● **To do**
Reproduce the records below word for word, beginning at their first line and continuing through the line with "[176,332,191,387]", both ends included. Leave the pictures out of your copy.

Region labeling records
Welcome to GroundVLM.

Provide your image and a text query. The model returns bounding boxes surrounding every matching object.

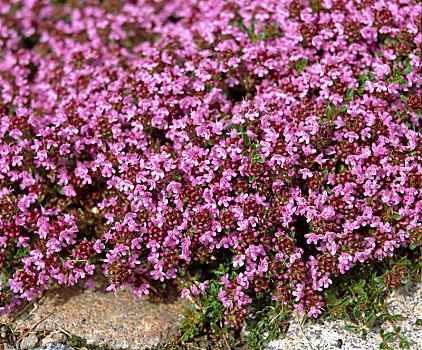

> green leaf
[343,324,359,332]
[402,66,413,75]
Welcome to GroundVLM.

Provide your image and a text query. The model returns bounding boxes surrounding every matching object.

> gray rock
[34,343,75,350]
[19,333,38,349]
[41,332,67,346]
[3,343,15,350]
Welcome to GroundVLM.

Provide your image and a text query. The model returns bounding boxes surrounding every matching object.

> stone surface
[19,333,38,349]
[0,276,190,349]
[266,281,422,350]
[34,343,75,350]
[41,332,67,346]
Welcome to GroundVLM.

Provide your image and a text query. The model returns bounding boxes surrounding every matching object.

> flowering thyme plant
[0,0,422,348]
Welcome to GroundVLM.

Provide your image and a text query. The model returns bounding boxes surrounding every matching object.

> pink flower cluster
[0,0,422,326]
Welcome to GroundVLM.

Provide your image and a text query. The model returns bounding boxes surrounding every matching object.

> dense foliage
[0,0,422,348]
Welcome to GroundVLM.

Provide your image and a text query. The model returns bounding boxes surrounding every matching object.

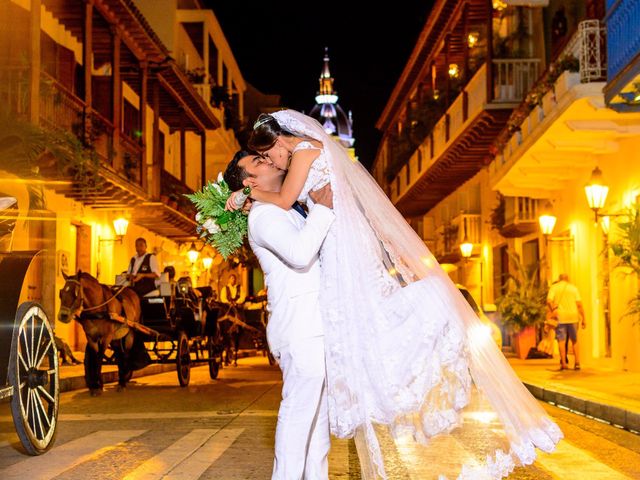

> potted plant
[496,253,547,358]
[611,201,640,324]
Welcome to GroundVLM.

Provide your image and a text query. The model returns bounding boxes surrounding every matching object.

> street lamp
[202,256,213,270]
[187,242,200,264]
[538,202,557,237]
[460,238,484,311]
[584,167,609,222]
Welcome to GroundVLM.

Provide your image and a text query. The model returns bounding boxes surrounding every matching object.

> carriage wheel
[207,335,220,380]
[9,302,60,455]
[176,332,191,387]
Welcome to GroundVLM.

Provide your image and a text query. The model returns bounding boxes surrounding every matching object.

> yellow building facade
[0,0,252,350]
[373,1,640,371]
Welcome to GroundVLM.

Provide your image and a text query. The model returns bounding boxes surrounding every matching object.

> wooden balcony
[433,213,482,263]
[133,170,197,240]
[391,59,539,217]
[500,197,539,238]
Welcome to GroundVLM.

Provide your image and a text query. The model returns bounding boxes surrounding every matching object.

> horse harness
[60,278,129,340]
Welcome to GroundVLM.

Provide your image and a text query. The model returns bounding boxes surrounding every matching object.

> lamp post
[96,217,129,279]
[460,235,484,311]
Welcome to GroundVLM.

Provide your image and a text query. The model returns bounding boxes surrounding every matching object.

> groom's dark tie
[291,202,307,218]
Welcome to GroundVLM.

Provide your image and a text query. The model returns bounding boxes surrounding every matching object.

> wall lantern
[467,32,480,48]
[449,63,460,78]
[187,242,200,263]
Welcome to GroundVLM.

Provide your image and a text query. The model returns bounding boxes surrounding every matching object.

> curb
[523,382,640,432]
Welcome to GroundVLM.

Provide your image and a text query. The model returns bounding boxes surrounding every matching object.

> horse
[58,271,151,396]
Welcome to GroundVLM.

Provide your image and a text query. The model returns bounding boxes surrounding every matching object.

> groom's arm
[249,205,335,269]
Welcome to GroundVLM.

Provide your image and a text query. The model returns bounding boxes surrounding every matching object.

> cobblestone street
[0,357,640,480]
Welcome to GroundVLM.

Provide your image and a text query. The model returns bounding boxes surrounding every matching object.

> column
[138,62,149,192]
[149,79,163,200]
[485,0,493,103]
[82,0,93,142]
[29,0,40,125]
[111,26,124,170]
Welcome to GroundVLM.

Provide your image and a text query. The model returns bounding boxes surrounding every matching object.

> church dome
[309,48,355,148]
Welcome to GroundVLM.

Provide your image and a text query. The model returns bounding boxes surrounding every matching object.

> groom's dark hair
[223,150,251,192]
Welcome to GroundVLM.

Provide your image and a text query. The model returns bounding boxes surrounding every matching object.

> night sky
[205,0,433,166]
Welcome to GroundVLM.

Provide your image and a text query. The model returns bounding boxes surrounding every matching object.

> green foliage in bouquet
[186,174,247,260]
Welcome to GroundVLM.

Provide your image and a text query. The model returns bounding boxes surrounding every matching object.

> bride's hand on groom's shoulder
[309,184,333,209]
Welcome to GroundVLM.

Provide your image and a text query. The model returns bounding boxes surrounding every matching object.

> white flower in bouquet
[202,218,220,235]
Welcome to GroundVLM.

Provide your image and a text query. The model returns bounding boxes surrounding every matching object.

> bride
[231,110,562,480]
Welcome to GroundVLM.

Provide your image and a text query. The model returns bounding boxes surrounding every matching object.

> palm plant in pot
[496,253,547,358]
[610,201,640,324]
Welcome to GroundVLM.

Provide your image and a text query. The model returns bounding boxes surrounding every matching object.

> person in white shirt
[225,152,335,480]
[127,237,160,297]
[547,273,587,370]
[220,273,247,305]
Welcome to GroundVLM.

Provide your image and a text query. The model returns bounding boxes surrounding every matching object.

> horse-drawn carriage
[58,272,222,394]
[0,197,59,455]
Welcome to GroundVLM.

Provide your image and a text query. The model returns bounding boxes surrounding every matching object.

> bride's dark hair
[247,113,296,153]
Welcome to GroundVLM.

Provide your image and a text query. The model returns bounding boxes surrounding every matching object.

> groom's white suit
[249,202,334,480]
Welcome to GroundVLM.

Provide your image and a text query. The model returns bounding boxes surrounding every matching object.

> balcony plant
[186,67,207,85]
[610,201,640,324]
[496,253,547,358]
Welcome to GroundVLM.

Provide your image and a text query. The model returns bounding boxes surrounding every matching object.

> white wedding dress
[273,110,562,480]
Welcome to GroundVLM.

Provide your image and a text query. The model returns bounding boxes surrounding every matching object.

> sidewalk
[508,358,640,432]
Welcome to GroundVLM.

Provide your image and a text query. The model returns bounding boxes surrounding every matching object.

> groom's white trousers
[271,337,331,480]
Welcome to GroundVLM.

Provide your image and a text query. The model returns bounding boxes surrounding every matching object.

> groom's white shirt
[249,202,335,354]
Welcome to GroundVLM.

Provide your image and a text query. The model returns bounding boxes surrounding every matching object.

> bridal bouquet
[185,172,247,260]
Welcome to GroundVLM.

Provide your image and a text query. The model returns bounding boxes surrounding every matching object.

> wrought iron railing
[607,0,640,80]
[493,58,540,103]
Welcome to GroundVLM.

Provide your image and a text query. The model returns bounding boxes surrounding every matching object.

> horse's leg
[84,343,104,396]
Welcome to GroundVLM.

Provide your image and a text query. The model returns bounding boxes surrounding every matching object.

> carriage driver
[127,237,160,297]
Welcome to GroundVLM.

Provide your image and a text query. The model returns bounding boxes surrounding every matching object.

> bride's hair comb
[253,114,273,130]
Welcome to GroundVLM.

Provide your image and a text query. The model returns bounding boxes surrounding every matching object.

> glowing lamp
[584,167,609,218]
[600,215,611,235]
[492,0,507,10]
[460,237,473,258]
[467,32,480,48]
[113,217,129,237]
[187,242,200,263]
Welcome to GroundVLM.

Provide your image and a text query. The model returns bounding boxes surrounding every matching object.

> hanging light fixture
[187,242,200,263]
[113,217,129,238]
[584,167,609,222]
[460,235,473,258]
[467,32,480,48]
[538,201,557,236]
[492,0,507,11]
[202,256,213,270]
[600,215,611,235]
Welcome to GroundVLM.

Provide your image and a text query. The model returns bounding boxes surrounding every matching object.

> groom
[224,151,334,480]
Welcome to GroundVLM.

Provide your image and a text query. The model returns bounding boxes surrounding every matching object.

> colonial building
[309,48,356,158]
[0,0,246,349]
[373,0,640,370]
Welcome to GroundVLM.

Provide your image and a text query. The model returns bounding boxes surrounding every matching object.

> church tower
[309,48,356,159]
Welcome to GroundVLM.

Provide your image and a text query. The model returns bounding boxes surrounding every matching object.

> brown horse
[58,272,150,395]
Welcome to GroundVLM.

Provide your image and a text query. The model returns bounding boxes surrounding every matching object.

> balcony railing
[160,169,196,218]
[119,135,144,186]
[607,0,640,81]
[560,20,608,83]
[40,72,84,136]
[493,58,540,103]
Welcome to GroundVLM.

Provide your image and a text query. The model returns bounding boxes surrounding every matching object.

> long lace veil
[273,110,562,479]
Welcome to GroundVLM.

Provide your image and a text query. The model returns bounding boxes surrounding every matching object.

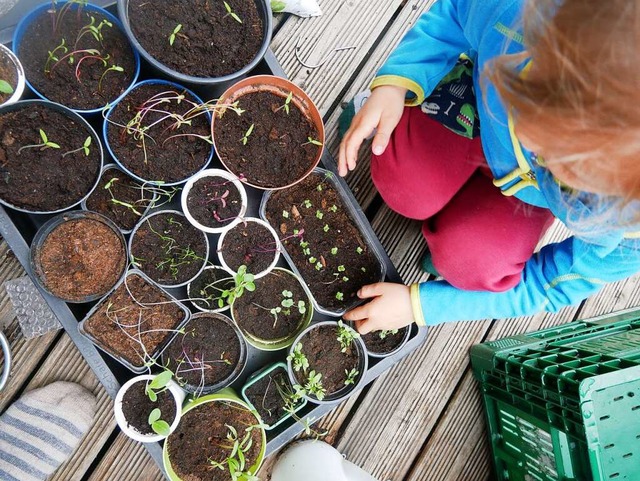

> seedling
[222,2,242,23]
[18,129,60,154]
[338,321,360,352]
[287,342,309,372]
[62,136,91,157]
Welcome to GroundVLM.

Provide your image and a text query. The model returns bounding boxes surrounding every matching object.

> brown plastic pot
[211,75,325,190]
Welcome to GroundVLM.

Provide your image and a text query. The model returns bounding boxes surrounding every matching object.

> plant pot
[0,100,103,214]
[162,389,267,481]
[231,267,313,351]
[362,326,411,359]
[242,362,307,431]
[211,75,325,189]
[13,1,140,115]
[181,169,247,234]
[0,44,25,106]
[218,217,281,279]
[187,266,235,313]
[162,312,247,397]
[129,210,209,288]
[102,80,213,187]
[287,321,368,404]
[80,164,160,235]
[118,0,272,86]
[113,374,185,443]
[30,211,127,303]
[260,169,386,316]
[78,269,190,374]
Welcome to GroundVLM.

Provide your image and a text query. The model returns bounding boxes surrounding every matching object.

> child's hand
[342,282,413,334]
[338,85,407,177]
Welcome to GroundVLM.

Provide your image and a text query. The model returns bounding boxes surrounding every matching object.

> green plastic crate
[471,309,640,481]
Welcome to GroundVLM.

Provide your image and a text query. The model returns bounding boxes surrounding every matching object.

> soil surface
[294,326,363,396]
[18,8,135,110]
[84,274,185,367]
[130,213,207,286]
[166,402,262,481]
[362,327,408,354]
[220,222,277,274]
[122,381,176,435]
[266,173,381,310]
[0,105,101,212]
[232,270,311,340]
[163,314,240,392]
[187,177,242,227]
[245,367,293,426]
[214,92,322,188]
[0,50,18,105]
[36,219,127,301]
[129,0,265,77]
[189,268,235,310]
[87,169,153,230]
[107,84,211,183]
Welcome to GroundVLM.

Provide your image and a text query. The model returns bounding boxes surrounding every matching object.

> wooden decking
[0,0,640,481]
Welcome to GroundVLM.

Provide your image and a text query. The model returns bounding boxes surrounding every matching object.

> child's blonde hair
[485,0,640,203]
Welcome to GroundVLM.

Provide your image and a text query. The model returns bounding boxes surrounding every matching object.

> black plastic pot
[118,0,273,86]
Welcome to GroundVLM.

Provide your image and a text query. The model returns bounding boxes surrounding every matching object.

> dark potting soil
[84,274,185,367]
[87,169,153,230]
[189,268,235,310]
[232,270,311,340]
[122,381,176,434]
[36,219,127,301]
[245,367,293,426]
[18,8,135,110]
[0,50,18,104]
[0,105,100,212]
[107,84,211,183]
[214,92,322,188]
[221,222,277,274]
[166,402,262,481]
[129,0,265,77]
[362,327,409,354]
[130,213,207,286]
[187,177,242,227]
[294,326,362,396]
[162,314,240,391]
[266,173,381,310]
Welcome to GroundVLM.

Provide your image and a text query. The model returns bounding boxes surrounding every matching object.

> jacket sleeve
[371,0,472,106]
[412,237,640,325]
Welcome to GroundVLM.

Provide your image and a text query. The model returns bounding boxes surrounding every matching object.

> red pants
[371,107,554,292]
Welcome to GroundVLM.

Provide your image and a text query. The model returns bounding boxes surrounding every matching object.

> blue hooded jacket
[372,0,640,325]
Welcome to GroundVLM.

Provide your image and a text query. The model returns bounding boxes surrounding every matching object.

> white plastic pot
[113,374,186,443]
[180,169,247,234]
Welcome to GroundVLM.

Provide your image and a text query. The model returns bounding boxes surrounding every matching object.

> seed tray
[0,0,427,476]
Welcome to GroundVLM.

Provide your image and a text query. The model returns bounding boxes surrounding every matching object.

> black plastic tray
[0,0,427,476]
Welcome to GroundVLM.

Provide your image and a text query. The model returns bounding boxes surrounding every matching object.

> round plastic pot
[0,100,104,214]
[102,79,213,187]
[162,388,267,481]
[287,321,369,404]
[128,210,209,289]
[242,362,307,431]
[80,164,160,235]
[162,312,248,397]
[231,267,313,351]
[30,210,127,304]
[113,374,185,443]
[118,0,273,86]
[217,217,282,279]
[0,43,26,106]
[211,75,325,190]
[13,1,140,115]
[180,169,248,234]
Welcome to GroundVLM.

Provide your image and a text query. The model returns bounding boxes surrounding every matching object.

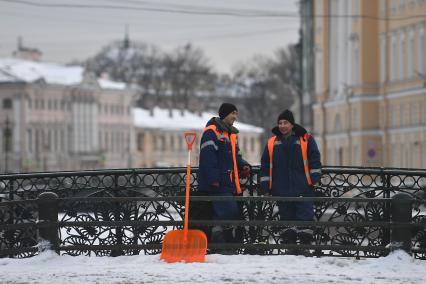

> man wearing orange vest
[198,103,251,246]
[260,110,321,248]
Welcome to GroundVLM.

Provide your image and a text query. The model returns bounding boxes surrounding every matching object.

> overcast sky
[0,0,300,72]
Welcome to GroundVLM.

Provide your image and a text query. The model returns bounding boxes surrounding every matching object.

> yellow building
[313,0,426,168]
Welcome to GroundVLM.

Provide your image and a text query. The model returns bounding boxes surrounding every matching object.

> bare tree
[164,44,215,109]
[234,46,299,139]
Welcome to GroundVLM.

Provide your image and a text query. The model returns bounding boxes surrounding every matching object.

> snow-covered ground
[0,251,426,284]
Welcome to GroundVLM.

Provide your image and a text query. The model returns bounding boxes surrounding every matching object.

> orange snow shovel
[160,132,207,262]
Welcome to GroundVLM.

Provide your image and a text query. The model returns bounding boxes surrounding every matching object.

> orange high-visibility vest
[203,124,241,194]
[268,133,312,190]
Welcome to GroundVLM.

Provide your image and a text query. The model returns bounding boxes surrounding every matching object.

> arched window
[3,99,12,109]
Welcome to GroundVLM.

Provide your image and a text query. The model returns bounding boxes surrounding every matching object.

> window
[314,0,324,33]
[169,134,175,151]
[391,0,397,15]
[315,49,323,93]
[407,30,414,78]
[353,41,360,85]
[417,28,425,74]
[3,99,12,109]
[27,129,33,153]
[379,0,386,16]
[399,0,406,10]
[399,32,405,80]
[380,35,386,82]
[354,0,361,20]
[422,141,426,169]
[137,133,145,152]
[390,35,397,81]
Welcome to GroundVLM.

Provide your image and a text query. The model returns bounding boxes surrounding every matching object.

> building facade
[134,107,264,168]
[0,59,134,172]
[313,0,426,168]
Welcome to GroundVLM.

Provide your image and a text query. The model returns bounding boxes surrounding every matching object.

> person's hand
[212,181,219,190]
[240,165,251,178]
[257,187,270,196]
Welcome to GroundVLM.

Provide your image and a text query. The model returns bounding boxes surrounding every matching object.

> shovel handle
[183,149,191,240]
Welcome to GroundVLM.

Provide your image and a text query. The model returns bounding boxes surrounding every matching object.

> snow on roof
[133,107,263,133]
[0,58,126,89]
[98,78,126,90]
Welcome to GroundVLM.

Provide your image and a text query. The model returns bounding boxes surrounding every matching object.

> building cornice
[385,87,426,99]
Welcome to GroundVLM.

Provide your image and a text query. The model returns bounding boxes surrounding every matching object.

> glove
[240,165,251,178]
[293,123,307,137]
[257,186,270,196]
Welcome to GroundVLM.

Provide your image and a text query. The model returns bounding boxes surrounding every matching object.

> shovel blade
[160,230,207,262]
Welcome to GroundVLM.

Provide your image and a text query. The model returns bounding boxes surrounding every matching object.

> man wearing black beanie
[260,109,321,254]
[198,103,251,253]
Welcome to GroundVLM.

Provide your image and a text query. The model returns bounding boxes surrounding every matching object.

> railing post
[38,192,59,254]
[390,193,413,254]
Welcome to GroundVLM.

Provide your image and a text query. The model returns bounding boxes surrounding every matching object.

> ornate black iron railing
[0,167,426,259]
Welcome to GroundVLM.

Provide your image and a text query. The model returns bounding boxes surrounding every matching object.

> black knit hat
[277,109,294,125]
[219,103,238,119]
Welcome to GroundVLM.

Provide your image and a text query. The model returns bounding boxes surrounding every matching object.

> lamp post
[4,116,12,173]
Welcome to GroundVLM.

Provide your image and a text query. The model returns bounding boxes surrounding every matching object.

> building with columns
[313,0,426,168]
[0,59,134,172]
[134,107,265,168]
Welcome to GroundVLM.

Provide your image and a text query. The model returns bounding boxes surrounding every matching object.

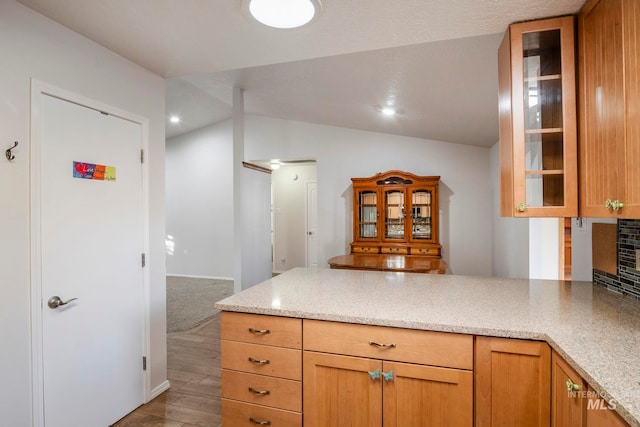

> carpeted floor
[167,276,233,332]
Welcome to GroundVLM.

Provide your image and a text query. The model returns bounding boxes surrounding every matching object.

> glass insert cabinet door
[501,17,577,217]
[522,29,565,207]
[358,190,378,239]
[384,190,406,240]
[411,190,432,241]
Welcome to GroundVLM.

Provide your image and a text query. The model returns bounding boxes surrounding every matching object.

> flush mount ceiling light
[245,0,320,28]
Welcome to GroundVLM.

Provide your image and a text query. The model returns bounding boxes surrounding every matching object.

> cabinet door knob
[369,341,396,348]
[249,357,271,365]
[367,369,380,380]
[604,199,624,211]
[249,417,271,426]
[567,379,580,393]
[249,387,271,396]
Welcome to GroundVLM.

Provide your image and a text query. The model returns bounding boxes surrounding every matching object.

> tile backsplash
[593,219,640,300]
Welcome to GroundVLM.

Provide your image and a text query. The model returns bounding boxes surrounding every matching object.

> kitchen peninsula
[216,268,640,427]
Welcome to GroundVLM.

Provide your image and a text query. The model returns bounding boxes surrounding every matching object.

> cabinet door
[408,187,438,243]
[383,361,473,427]
[475,337,551,427]
[382,188,407,242]
[578,0,624,217]
[353,187,380,241]
[551,351,586,427]
[303,351,382,427]
[499,17,578,217]
[578,0,640,218]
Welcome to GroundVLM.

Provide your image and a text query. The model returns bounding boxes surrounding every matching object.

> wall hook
[4,141,18,161]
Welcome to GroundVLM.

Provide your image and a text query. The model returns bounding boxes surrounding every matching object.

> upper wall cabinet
[498,16,578,217]
[578,0,640,218]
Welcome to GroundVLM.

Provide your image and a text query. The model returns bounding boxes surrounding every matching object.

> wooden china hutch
[329,170,447,273]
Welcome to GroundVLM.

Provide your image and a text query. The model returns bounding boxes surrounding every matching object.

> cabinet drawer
[411,248,440,256]
[222,398,302,427]
[351,246,378,254]
[303,319,473,370]
[222,369,302,412]
[221,340,302,380]
[380,247,409,255]
[220,311,302,349]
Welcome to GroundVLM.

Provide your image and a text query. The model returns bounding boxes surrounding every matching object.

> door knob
[47,295,78,309]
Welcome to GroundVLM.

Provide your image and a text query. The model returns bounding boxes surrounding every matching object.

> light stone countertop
[215,268,640,427]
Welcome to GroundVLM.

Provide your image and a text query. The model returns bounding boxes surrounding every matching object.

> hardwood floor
[113,316,220,427]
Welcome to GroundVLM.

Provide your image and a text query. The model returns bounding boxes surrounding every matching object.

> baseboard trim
[146,380,171,403]
[167,273,233,280]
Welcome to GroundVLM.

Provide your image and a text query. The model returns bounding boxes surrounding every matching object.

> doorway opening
[256,159,318,274]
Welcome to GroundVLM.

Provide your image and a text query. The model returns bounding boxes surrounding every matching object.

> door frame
[29,79,151,427]
[304,180,318,268]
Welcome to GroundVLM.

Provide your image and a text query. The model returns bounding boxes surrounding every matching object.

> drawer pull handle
[249,357,270,365]
[567,379,580,393]
[249,387,271,396]
[369,341,396,348]
[249,417,271,426]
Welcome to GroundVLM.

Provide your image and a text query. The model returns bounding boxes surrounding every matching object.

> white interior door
[307,182,318,267]
[38,94,144,427]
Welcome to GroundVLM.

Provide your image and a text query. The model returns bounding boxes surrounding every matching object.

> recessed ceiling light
[247,0,320,28]
[380,107,396,116]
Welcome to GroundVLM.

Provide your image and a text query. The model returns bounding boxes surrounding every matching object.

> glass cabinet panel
[384,190,405,240]
[411,190,432,240]
[358,191,378,239]
[522,29,565,207]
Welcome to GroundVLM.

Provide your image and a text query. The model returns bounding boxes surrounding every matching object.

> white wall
[239,166,271,290]
[0,0,166,426]
[166,121,233,280]
[245,116,492,276]
[491,143,529,278]
[271,164,318,272]
[167,115,493,276]
[529,218,564,280]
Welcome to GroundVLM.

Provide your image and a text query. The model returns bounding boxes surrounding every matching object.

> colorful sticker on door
[73,162,116,181]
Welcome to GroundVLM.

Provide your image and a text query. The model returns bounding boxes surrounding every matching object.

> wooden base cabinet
[474,337,551,427]
[303,320,473,427]
[220,312,302,427]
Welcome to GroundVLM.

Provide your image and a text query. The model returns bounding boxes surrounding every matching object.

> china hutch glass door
[358,190,378,239]
[522,29,565,207]
[411,190,432,241]
[384,190,405,240]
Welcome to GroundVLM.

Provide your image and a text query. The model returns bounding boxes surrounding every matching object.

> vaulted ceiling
[19,0,584,146]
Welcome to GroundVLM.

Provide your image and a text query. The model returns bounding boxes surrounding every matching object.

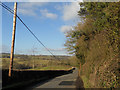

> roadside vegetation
[2,53,76,70]
[65,2,120,88]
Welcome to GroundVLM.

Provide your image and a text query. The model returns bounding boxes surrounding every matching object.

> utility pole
[9,2,17,77]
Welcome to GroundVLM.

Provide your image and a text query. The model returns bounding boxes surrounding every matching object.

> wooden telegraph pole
[9,2,17,77]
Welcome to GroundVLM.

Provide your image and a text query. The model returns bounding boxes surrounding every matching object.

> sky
[0,2,80,55]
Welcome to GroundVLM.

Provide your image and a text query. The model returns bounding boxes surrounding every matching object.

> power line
[0,1,60,60]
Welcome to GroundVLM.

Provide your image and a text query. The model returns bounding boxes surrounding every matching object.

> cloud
[62,2,80,21]
[60,25,72,33]
[18,2,47,16]
[40,9,58,19]
[43,48,66,52]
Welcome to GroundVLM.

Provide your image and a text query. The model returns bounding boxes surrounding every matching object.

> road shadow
[75,76,85,90]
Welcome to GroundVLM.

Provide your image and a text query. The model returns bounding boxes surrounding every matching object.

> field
[1,53,72,70]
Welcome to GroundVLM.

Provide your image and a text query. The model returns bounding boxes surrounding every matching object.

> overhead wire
[0,1,60,60]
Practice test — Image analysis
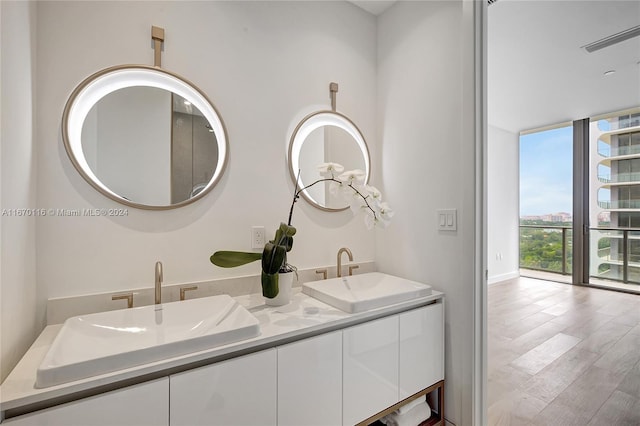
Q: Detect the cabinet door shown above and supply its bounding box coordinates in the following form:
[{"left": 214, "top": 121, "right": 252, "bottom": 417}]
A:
[
  {"left": 2, "top": 377, "right": 169, "bottom": 426},
  {"left": 399, "top": 303, "right": 444, "bottom": 399},
  {"left": 278, "top": 331, "right": 342, "bottom": 426},
  {"left": 342, "top": 315, "right": 398, "bottom": 425},
  {"left": 170, "top": 349, "right": 277, "bottom": 426}
]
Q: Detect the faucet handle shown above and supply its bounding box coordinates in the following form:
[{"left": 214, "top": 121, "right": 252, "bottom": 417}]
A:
[
  {"left": 316, "top": 268, "right": 327, "bottom": 280},
  {"left": 111, "top": 293, "right": 133, "bottom": 308},
  {"left": 180, "top": 285, "right": 198, "bottom": 301}
]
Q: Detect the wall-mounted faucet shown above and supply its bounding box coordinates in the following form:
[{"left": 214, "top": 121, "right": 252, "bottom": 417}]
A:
[
  {"left": 156, "top": 262, "right": 163, "bottom": 305},
  {"left": 336, "top": 247, "right": 358, "bottom": 277}
]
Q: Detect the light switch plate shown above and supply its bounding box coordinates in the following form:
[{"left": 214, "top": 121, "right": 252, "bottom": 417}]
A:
[{"left": 437, "top": 209, "right": 458, "bottom": 231}]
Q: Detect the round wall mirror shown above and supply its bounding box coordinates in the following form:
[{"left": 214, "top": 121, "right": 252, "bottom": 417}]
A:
[
  {"left": 62, "top": 65, "right": 228, "bottom": 210},
  {"left": 289, "top": 111, "right": 370, "bottom": 211}
]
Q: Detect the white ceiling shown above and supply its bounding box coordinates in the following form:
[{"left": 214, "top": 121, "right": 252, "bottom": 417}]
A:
[
  {"left": 487, "top": 0, "right": 640, "bottom": 133},
  {"left": 350, "top": 0, "right": 396, "bottom": 16}
]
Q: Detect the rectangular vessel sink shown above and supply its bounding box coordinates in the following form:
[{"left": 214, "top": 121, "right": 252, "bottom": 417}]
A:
[
  {"left": 302, "top": 272, "right": 431, "bottom": 314},
  {"left": 36, "top": 294, "right": 260, "bottom": 388}
]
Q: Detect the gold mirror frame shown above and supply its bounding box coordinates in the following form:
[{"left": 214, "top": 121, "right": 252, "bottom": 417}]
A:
[
  {"left": 288, "top": 110, "right": 371, "bottom": 212},
  {"left": 62, "top": 65, "right": 229, "bottom": 210}
]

● **Exercise response**
Welcome to GroundVLM.

Provide your image and a text query. The model returns bounding boxes surrounding every matching object.


> green leaf
[343,324,359,332]
[402,66,413,75]
Welcome to GroundVLM.

Provide your image and a text query. The model returns bounding boxes surrounding every matching object.

> gray rock
[34,343,75,350]
[19,333,38,349]
[41,332,67,346]
[3,343,15,350]
Welcome to GroundVLM.

Provide your image and a text query. The model returns bounding boxes surrounding every matching object.

> stone surface
[19,333,38,349]
[0,276,190,349]
[266,281,422,350]
[34,343,75,350]
[41,332,67,346]
Welcome to GroundVLM.

Provide your image and a text query. The model returns bounding boxes surrounding every matching object.

> flowering thyme plant
[0,0,422,348]
Welcome to GroundVLM.

Provide your image and a text query. The model returns bounding boxes surrounding every matching object.

> pink flower cluster
[0,0,422,326]
Welcome to GroundVLM.

Provide your image and a text query. The model returns bounding boxes surrounding every matching object.

> dense foliage
[0,0,422,348]
Welcome to GroundVLM.

Provide your image and a text query. The model returns bounding boxes surrounding every matching object.


> potted plant
[496,253,547,358]
[611,201,640,324]
Welcome to GroundVLM.

Provide your image and a text query. The model returns bounding boxes surrounding every matching object.

> street lamp
[202,256,213,270]
[187,242,200,264]
[538,202,557,237]
[460,238,484,311]
[584,167,609,222]
Welcome to GroundVLM.

Provide your image and a text query. The model returns bounding boxes surrounding every matching object.

> carriage wheel
[207,335,220,380]
[9,302,60,455]
[176,332,191,387]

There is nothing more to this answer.